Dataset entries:
* * * *
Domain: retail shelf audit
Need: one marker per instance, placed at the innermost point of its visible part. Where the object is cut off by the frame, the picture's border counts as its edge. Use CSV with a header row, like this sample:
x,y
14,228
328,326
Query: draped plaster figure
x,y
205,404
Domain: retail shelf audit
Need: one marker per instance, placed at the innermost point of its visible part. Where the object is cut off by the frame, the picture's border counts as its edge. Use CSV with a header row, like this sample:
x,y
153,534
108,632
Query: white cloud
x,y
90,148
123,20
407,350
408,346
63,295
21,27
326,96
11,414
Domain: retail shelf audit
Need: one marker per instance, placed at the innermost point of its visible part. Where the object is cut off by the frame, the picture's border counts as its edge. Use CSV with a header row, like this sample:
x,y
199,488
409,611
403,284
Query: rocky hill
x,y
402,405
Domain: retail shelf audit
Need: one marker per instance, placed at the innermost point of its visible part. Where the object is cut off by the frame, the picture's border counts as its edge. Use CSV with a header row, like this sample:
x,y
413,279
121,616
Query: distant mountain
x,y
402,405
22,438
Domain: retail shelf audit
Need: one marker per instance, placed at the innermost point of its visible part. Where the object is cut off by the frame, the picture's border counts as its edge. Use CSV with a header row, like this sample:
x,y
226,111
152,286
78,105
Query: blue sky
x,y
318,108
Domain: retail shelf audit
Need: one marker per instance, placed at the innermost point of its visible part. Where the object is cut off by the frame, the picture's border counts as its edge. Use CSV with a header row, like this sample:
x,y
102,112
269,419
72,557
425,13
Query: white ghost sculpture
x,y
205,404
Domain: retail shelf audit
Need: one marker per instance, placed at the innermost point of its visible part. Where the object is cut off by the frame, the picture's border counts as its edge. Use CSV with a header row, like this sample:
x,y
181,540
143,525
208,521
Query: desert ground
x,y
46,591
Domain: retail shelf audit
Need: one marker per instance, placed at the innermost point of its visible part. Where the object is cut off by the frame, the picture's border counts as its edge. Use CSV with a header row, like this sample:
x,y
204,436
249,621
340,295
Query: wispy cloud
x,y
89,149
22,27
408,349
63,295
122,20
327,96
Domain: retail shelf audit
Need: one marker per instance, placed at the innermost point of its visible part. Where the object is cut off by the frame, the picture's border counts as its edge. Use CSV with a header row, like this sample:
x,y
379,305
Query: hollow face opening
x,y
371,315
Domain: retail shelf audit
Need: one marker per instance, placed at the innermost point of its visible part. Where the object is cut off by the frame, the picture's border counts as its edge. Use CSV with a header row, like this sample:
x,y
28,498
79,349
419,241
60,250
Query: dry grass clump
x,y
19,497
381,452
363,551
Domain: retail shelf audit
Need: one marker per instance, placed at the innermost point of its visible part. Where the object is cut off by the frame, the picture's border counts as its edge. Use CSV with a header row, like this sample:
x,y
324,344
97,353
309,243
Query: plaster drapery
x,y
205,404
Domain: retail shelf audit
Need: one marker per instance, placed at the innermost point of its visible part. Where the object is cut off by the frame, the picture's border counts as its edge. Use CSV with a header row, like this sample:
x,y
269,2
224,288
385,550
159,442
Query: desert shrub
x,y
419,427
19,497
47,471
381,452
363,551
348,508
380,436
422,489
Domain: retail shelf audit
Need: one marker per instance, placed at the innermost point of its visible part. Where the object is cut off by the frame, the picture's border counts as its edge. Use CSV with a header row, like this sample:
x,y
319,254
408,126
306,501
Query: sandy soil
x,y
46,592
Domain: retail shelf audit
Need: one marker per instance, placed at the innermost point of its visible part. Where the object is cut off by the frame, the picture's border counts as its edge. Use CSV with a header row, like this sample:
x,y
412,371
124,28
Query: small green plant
* * * *
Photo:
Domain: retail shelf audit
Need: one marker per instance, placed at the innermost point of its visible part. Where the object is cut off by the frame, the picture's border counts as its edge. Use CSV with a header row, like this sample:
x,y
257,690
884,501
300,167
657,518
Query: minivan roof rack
* * * *
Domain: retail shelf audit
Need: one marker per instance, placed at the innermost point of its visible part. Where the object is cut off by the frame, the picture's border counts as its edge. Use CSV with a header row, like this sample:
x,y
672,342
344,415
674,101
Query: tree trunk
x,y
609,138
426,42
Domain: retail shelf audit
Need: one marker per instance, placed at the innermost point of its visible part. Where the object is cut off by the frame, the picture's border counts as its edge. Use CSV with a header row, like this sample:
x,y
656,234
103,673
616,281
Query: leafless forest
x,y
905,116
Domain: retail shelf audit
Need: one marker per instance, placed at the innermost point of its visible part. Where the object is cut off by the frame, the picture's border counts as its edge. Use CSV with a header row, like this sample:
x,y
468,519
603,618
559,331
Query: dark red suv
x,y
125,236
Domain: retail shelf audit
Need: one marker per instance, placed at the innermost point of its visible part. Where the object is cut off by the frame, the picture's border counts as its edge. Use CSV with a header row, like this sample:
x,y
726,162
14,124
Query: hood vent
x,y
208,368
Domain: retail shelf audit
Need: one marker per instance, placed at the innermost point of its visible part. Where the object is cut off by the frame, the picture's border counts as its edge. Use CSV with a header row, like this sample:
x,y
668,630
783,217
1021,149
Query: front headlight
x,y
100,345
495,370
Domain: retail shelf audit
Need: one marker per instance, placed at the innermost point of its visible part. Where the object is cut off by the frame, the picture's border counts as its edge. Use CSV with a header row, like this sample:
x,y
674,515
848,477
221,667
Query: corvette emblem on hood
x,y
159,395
* * * *
**Exercise objective:** Please filter the lines above, keeping only those that contain the word "desert", and copy each kept line unchanged.

**Answer below:**
Query: desert ground
Query: desert shrub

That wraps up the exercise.